### [SET TASK]
Please write out the listing below again, swapping "side mirror" for "wing mirror" and changing nothing else. Leave the pictures out of your copy.

### [Entries drawn from a collection]

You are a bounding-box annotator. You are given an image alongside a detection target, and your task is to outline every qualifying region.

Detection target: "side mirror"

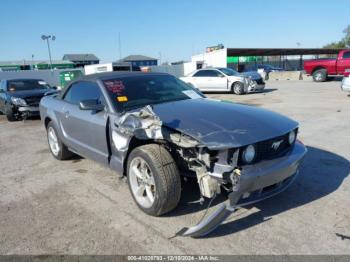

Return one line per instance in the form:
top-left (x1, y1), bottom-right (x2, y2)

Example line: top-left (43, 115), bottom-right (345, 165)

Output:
top-left (79, 99), bottom-right (105, 111)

### [PROBLEM SOLUTION]
You are a bounding-box annotator. You are given an image alongside a detection target, and your task is to outline every qualifying region.

Detection target: "wing mirror"


Return one line per instance in the form:
top-left (x1, y1), bottom-right (x2, y2)

Example line: top-left (43, 115), bottom-right (345, 165)

Output:
top-left (79, 99), bottom-right (105, 111)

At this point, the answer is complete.